[START Data provided]

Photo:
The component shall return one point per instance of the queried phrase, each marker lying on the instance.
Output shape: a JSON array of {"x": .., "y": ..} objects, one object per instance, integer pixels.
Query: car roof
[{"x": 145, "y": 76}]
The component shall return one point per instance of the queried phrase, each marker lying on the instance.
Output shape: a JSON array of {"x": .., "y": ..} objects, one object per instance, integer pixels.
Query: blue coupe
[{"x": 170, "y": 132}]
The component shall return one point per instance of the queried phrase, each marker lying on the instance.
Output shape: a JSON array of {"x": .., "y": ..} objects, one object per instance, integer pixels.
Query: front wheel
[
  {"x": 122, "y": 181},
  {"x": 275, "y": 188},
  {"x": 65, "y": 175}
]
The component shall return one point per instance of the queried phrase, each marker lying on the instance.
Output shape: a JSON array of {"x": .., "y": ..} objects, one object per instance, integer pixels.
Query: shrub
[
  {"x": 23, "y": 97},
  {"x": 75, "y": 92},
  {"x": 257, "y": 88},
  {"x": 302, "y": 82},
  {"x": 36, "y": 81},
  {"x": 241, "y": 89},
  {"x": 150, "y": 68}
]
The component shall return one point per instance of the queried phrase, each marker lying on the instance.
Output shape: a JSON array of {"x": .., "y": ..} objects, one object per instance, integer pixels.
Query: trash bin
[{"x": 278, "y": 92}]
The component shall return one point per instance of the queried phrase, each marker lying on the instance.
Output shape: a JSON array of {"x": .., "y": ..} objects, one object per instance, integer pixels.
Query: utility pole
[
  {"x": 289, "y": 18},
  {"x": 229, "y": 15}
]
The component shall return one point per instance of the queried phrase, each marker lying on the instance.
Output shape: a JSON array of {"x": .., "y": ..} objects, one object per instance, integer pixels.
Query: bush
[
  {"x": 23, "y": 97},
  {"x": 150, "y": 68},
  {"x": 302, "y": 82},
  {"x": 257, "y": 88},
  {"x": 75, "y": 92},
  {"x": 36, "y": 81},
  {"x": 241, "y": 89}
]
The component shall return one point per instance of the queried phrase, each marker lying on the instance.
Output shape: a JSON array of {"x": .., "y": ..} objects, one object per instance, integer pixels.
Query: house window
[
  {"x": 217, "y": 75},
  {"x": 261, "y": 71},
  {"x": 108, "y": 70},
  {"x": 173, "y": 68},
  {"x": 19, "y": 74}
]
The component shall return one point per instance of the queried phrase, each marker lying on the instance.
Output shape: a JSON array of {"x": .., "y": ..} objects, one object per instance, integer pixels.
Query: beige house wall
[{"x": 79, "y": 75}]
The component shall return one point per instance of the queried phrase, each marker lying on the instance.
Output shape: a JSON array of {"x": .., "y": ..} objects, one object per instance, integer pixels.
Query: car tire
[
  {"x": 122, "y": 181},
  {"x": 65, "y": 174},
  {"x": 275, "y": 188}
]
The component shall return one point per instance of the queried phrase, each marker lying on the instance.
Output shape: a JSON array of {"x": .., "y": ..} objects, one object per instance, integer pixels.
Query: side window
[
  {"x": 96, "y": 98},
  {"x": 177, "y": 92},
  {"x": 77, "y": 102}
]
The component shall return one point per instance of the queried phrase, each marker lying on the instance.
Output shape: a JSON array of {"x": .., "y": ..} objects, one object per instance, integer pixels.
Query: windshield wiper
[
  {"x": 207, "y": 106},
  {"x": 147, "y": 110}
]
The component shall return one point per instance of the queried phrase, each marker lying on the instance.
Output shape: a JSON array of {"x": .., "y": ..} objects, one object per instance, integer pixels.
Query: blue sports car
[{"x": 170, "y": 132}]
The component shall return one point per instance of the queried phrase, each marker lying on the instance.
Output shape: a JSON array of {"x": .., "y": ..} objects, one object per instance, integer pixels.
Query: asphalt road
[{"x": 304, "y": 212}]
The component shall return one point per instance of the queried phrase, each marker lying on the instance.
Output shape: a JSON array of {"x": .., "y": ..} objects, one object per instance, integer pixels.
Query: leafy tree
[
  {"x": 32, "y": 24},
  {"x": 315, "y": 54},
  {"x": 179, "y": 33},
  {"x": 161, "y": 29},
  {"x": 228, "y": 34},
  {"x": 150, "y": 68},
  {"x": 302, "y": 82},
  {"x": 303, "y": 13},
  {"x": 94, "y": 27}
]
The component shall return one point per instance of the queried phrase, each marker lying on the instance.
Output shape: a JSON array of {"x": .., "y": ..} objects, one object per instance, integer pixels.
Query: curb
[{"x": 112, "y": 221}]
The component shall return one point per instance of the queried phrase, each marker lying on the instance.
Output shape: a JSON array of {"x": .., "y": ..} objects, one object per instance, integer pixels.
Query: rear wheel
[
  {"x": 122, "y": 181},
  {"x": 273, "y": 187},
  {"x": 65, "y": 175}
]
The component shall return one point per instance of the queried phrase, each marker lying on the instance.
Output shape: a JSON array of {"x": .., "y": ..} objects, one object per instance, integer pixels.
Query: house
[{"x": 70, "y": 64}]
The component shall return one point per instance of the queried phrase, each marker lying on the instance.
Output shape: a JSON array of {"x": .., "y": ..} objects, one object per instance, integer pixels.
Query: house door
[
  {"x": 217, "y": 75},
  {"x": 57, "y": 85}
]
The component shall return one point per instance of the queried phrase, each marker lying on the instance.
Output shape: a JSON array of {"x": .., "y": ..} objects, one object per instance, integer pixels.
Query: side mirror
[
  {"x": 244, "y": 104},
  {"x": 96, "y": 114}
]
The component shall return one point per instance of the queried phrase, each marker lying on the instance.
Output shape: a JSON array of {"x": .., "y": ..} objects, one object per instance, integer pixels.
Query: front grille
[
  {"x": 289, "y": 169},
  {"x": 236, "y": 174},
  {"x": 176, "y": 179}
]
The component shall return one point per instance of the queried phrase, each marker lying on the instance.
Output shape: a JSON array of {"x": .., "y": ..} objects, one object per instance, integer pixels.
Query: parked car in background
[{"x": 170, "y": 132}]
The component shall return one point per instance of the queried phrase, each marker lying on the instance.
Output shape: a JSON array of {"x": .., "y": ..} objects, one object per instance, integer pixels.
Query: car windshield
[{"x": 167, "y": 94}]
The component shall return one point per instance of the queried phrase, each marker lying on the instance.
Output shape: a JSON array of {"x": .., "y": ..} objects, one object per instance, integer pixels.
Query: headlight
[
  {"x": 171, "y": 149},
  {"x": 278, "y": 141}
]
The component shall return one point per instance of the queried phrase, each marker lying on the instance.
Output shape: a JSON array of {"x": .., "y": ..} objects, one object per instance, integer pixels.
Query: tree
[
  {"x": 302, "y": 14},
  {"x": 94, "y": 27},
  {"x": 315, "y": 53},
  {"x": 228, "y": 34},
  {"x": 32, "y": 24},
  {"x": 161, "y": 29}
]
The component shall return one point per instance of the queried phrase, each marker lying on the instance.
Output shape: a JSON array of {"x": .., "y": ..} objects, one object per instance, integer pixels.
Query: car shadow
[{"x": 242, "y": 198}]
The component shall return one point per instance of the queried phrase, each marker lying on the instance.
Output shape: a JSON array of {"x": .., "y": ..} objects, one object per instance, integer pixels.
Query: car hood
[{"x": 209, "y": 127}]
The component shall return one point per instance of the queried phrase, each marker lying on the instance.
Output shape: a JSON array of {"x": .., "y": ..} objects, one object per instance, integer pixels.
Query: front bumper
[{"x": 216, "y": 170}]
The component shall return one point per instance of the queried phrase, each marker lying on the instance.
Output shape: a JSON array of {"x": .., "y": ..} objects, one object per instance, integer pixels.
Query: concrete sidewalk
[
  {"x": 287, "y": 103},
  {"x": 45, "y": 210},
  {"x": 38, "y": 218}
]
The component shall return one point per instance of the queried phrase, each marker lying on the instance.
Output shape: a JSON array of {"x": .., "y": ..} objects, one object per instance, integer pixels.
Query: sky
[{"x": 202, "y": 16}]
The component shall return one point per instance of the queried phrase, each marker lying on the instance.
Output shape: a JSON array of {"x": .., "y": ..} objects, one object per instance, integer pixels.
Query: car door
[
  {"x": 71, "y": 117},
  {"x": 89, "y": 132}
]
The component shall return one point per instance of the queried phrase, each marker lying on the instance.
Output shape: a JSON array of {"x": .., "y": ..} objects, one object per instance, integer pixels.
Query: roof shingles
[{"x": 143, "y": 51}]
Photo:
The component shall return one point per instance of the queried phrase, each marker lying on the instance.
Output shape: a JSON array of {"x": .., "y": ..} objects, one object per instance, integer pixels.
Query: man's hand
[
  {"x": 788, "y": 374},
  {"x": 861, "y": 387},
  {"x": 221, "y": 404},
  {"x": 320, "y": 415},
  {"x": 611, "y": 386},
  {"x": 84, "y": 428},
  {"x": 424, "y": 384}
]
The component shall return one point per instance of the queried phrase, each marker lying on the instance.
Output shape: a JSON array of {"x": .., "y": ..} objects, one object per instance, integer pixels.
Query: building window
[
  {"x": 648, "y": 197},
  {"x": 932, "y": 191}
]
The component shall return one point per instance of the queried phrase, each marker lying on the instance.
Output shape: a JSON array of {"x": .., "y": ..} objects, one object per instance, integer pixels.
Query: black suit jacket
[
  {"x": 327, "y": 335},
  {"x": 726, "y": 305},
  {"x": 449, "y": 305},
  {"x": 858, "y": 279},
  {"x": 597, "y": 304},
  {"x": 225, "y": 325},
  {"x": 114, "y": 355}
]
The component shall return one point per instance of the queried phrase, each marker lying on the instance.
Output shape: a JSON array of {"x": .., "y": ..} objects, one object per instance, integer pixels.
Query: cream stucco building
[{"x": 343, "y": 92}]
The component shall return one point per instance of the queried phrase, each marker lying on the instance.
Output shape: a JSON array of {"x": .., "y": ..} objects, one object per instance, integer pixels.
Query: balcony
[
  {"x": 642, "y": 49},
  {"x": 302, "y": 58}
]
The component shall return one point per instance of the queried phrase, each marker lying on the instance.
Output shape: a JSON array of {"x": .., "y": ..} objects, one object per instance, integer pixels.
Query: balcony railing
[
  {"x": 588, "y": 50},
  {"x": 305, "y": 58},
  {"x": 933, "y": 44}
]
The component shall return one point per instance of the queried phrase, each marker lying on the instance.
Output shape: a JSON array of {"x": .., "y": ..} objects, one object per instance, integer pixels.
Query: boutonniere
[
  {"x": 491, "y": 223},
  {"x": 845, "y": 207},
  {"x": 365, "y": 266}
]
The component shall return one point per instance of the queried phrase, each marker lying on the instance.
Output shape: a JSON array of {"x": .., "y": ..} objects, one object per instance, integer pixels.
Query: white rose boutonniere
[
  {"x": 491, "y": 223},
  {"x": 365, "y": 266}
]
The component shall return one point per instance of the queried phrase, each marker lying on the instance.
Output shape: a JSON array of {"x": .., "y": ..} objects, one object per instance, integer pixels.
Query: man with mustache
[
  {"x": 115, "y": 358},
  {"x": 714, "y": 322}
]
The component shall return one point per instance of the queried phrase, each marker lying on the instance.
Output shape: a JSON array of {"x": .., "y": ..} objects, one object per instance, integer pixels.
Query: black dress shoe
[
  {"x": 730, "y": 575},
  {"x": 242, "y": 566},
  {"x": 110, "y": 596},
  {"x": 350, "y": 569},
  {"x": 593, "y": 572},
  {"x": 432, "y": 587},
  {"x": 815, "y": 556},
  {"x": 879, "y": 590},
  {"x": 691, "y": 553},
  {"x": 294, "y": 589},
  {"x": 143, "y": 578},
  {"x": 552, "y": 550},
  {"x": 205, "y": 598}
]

[END Data provided]

> **Task details**: Pick out every line in the records above that contains the string "blue", and copy each of those lines.

> **Complete output**:
Query: blue coupe
Query: blue sports car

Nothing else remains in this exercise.